Write out the listing, please, but only from its first line through the line containing "white armchair", exactly as given and without pictures.
******
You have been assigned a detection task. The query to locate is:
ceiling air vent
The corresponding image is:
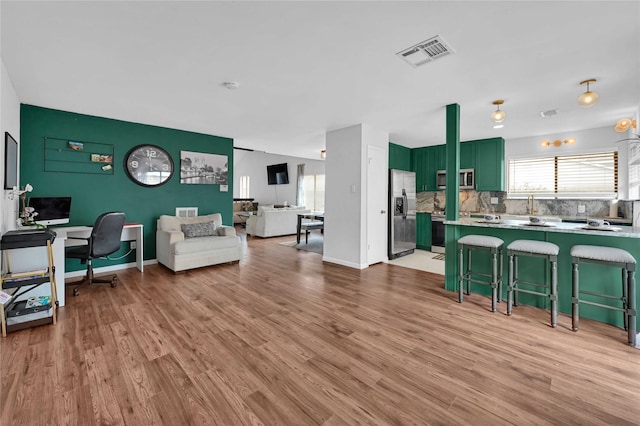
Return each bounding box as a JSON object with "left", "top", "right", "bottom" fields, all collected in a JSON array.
[
  {"left": 540, "top": 108, "right": 559, "bottom": 118},
  {"left": 397, "top": 35, "right": 455, "bottom": 67}
]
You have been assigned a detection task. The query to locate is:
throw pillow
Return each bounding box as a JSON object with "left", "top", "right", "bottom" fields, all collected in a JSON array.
[{"left": 181, "top": 221, "right": 217, "bottom": 238}]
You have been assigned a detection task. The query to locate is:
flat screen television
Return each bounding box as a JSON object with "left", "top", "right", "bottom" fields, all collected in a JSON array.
[
  {"left": 28, "top": 197, "right": 72, "bottom": 226},
  {"left": 267, "top": 163, "right": 289, "bottom": 185},
  {"left": 4, "top": 132, "right": 18, "bottom": 190}
]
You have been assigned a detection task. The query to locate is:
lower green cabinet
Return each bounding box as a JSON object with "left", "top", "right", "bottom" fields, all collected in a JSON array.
[{"left": 416, "top": 212, "right": 432, "bottom": 250}]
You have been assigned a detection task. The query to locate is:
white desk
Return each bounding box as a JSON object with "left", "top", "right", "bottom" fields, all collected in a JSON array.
[{"left": 51, "top": 223, "right": 144, "bottom": 306}]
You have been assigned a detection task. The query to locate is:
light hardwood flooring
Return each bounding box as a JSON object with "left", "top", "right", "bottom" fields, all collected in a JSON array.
[{"left": 1, "top": 231, "right": 639, "bottom": 425}]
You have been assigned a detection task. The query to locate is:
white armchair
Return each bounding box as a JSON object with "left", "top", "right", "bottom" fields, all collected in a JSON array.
[{"left": 156, "top": 213, "right": 241, "bottom": 272}]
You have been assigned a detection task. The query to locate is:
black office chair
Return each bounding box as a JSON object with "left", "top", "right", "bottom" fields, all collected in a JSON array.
[{"left": 66, "top": 212, "right": 126, "bottom": 296}]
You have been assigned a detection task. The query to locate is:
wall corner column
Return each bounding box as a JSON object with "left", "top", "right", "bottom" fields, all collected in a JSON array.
[{"left": 444, "top": 103, "right": 460, "bottom": 291}]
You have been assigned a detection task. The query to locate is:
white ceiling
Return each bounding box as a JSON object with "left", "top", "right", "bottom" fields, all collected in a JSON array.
[{"left": 2, "top": 1, "right": 639, "bottom": 160}]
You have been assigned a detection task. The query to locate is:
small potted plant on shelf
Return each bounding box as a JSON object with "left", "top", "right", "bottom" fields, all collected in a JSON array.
[{"left": 15, "top": 184, "right": 43, "bottom": 228}]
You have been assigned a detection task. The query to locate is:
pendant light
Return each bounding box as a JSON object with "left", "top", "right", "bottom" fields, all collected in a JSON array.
[
  {"left": 491, "top": 100, "right": 506, "bottom": 123},
  {"left": 614, "top": 118, "right": 637, "bottom": 133},
  {"left": 578, "top": 79, "right": 599, "bottom": 107}
]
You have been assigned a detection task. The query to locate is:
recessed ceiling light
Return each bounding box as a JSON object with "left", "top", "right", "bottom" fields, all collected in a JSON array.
[
  {"left": 222, "top": 81, "right": 240, "bottom": 90},
  {"left": 493, "top": 124, "right": 504, "bottom": 129}
]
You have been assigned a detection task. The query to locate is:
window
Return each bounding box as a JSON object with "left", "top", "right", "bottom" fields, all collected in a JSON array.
[
  {"left": 303, "top": 174, "right": 325, "bottom": 211},
  {"left": 508, "top": 151, "right": 618, "bottom": 197},
  {"left": 239, "top": 175, "right": 250, "bottom": 198}
]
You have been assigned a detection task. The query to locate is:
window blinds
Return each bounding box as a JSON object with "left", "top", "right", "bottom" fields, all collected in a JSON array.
[{"left": 508, "top": 151, "right": 617, "bottom": 196}]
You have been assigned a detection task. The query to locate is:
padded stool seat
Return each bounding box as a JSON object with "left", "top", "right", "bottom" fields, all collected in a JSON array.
[
  {"left": 458, "top": 235, "right": 503, "bottom": 248},
  {"left": 300, "top": 221, "right": 324, "bottom": 244},
  {"left": 507, "top": 240, "right": 559, "bottom": 327},
  {"left": 571, "top": 245, "right": 637, "bottom": 347},
  {"left": 458, "top": 235, "right": 504, "bottom": 312}
]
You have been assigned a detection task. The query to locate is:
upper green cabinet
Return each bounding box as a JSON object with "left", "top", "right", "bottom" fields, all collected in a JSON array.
[
  {"left": 432, "top": 144, "right": 446, "bottom": 177},
  {"left": 412, "top": 147, "right": 430, "bottom": 191},
  {"left": 389, "top": 142, "right": 412, "bottom": 171},
  {"left": 411, "top": 137, "right": 504, "bottom": 192},
  {"left": 473, "top": 137, "right": 505, "bottom": 191},
  {"left": 460, "top": 141, "right": 475, "bottom": 170}
]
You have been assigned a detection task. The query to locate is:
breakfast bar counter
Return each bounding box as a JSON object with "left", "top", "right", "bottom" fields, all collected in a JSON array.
[
  {"left": 446, "top": 218, "right": 640, "bottom": 238},
  {"left": 444, "top": 218, "right": 640, "bottom": 332}
]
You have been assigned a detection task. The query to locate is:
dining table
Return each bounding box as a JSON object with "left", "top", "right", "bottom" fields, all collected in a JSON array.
[{"left": 296, "top": 212, "right": 324, "bottom": 244}]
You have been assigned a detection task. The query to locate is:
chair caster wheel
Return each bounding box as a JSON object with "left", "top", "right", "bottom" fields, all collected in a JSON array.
[{"left": 73, "top": 288, "right": 80, "bottom": 296}]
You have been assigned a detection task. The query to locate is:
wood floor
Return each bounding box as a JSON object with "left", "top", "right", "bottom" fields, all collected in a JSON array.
[{"left": 1, "top": 231, "right": 639, "bottom": 425}]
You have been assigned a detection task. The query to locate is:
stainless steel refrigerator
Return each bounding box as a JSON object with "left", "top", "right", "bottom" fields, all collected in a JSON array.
[{"left": 388, "top": 169, "right": 416, "bottom": 259}]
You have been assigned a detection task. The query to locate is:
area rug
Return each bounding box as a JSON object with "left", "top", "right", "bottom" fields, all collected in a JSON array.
[{"left": 279, "top": 235, "right": 324, "bottom": 254}]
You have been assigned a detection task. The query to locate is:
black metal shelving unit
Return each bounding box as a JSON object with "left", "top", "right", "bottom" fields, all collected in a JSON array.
[{"left": 0, "top": 229, "right": 58, "bottom": 336}]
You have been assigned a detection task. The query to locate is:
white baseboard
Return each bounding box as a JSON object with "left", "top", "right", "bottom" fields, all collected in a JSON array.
[
  {"left": 65, "top": 259, "right": 158, "bottom": 279},
  {"left": 322, "top": 256, "right": 368, "bottom": 269}
]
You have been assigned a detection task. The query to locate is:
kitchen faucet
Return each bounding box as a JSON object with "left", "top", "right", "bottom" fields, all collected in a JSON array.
[{"left": 528, "top": 194, "right": 536, "bottom": 215}]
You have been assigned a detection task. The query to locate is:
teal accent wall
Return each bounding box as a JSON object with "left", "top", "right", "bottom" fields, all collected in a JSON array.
[
  {"left": 388, "top": 142, "right": 411, "bottom": 171},
  {"left": 20, "top": 105, "right": 234, "bottom": 272}
]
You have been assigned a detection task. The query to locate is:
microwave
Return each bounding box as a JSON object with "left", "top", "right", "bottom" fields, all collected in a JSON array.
[{"left": 436, "top": 168, "right": 475, "bottom": 189}]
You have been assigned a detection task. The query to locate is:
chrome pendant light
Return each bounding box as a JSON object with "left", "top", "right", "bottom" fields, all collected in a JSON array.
[
  {"left": 578, "top": 79, "right": 599, "bottom": 107},
  {"left": 491, "top": 100, "right": 506, "bottom": 123}
]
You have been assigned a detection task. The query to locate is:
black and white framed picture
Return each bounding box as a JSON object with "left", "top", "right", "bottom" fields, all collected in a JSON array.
[{"left": 180, "top": 151, "right": 228, "bottom": 185}]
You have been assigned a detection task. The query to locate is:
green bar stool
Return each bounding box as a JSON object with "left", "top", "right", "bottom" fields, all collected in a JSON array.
[
  {"left": 458, "top": 235, "right": 504, "bottom": 312},
  {"left": 506, "top": 240, "right": 559, "bottom": 327},
  {"left": 571, "top": 245, "right": 637, "bottom": 347}
]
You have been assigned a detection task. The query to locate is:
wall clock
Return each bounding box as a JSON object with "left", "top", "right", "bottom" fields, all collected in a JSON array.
[{"left": 124, "top": 144, "right": 174, "bottom": 187}]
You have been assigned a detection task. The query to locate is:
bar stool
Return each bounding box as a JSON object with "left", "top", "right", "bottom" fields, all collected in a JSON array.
[
  {"left": 571, "top": 245, "right": 637, "bottom": 347},
  {"left": 506, "top": 240, "right": 559, "bottom": 327},
  {"left": 458, "top": 235, "right": 504, "bottom": 312}
]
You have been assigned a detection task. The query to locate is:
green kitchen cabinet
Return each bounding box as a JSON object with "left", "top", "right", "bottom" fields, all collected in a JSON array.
[
  {"left": 433, "top": 144, "right": 446, "bottom": 174},
  {"left": 473, "top": 137, "right": 505, "bottom": 191},
  {"left": 425, "top": 145, "right": 445, "bottom": 191},
  {"left": 460, "top": 141, "right": 475, "bottom": 170},
  {"left": 412, "top": 147, "right": 430, "bottom": 192},
  {"left": 389, "top": 142, "right": 412, "bottom": 171},
  {"left": 416, "top": 212, "right": 432, "bottom": 250}
]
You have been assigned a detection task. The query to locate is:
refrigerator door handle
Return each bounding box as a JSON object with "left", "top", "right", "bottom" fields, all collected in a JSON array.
[{"left": 402, "top": 190, "right": 408, "bottom": 218}]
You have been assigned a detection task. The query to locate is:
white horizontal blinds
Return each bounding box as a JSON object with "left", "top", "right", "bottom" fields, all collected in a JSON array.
[
  {"left": 508, "top": 157, "right": 555, "bottom": 193},
  {"left": 556, "top": 152, "right": 617, "bottom": 193},
  {"left": 239, "top": 176, "right": 250, "bottom": 198},
  {"left": 303, "top": 174, "right": 325, "bottom": 210},
  {"left": 508, "top": 151, "right": 618, "bottom": 195}
]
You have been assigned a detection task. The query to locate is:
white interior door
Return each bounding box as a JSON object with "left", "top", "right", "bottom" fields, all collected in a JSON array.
[{"left": 367, "top": 145, "right": 388, "bottom": 265}]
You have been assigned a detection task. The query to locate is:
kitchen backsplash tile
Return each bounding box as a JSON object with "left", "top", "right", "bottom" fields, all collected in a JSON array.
[{"left": 417, "top": 190, "right": 633, "bottom": 219}]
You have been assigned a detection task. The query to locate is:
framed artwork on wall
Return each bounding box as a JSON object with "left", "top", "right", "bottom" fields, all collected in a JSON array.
[
  {"left": 180, "top": 151, "right": 228, "bottom": 185},
  {"left": 4, "top": 132, "right": 18, "bottom": 190}
]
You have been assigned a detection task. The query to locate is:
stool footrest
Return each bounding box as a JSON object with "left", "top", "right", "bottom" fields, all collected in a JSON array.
[
  {"left": 578, "top": 299, "right": 626, "bottom": 313},
  {"left": 463, "top": 272, "right": 501, "bottom": 281},
  {"left": 580, "top": 290, "right": 625, "bottom": 302},
  {"left": 462, "top": 276, "right": 500, "bottom": 287},
  {"left": 513, "top": 287, "right": 554, "bottom": 299},
  {"left": 512, "top": 279, "right": 548, "bottom": 289}
]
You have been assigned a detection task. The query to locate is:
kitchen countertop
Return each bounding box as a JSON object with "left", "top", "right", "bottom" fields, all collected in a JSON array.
[
  {"left": 418, "top": 211, "right": 633, "bottom": 225},
  {"left": 445, "top": 218, "right": 640, "bottom": 238}
]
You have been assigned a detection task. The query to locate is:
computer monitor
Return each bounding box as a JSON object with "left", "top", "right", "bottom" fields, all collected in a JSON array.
[{"left": 28, "top": 197, "right": 72, "bottom": 226}]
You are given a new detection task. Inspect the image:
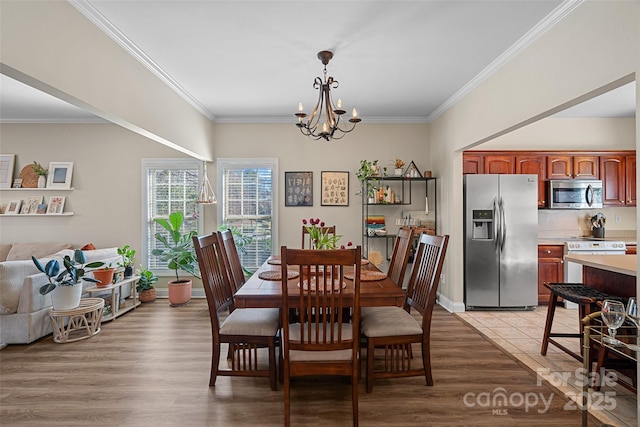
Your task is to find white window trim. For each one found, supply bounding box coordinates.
[141,158,204,277]
[216,157,279,255]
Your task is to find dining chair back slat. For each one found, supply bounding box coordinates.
[387,227,414,289]
[219,229,247,294]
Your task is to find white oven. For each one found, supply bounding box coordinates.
[563,240,627,308]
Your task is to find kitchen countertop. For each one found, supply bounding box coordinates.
[538,235,637,246]
[563,254,637,276]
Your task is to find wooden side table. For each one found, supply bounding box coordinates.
******
**Output of the exercise:**
You have been assigned a detection task. The query to locate is:
ceiling air vent
The corresponding image is:
Return each bounding box as a JSON object with "left", "top", "right", "bottom" fields, all collected in a JSON array.
[
  {"left": 540, "top": 108, "right": 559, "bottom": 118},
  {"left": 397, "top": 35, "right": 455, "bottom": 67}
]
You have been assigned a detection task. The query to locate is:
throw pillow
Return each bounding box as a JSON object with "left", "top", "right", "bottom" fields, all collected in a JSON array.
[{"left": 181, "top": 221, "right": 217, "bottom": 238}]
You have been assigned a detection task. The query to locate is:
flat screen television
Return each bounding box as a JSON object with "left", "top", "right", "bottom" fields, all collected in a JSON array.
[
  {"left": 28, "top": 197, "right": 72, "bottom": 226},
  {"left": 267, "top": 163, "right": 289, "bottom": 185},
  {"left": 4, "top": 132, "right": 18, "bottom": 190}
]
You have been assigned a detection task. The query to locate is:
lower green cabinet
Return each bounding box as a JSON object with "left", "top", "right", "bottom" fields, all collected in a JSON array.
[{"left": 416, "top": 212, "right": 432, "bottom": 250}]
You have been assigned a detection task. The query to locate is:
white desk
Return each bounding box as a JSON object with "left", "top", "right", "bottom" fields, all collected in a JSON array.
[{"left": 51, "top": 223, "right": 144, "bottom": 306}]
You have been assigned a detection task. The query to locate is:
light hardwood flooring
Return each bounding box as a JSON object with "left", "top", "right", "bottom" fields, all collected in a JSON array.
[{"left": 1, "top": 231, "right": 639, "bottom": 425}]
You have been assigned a detection task. The query to locate is:
white armchair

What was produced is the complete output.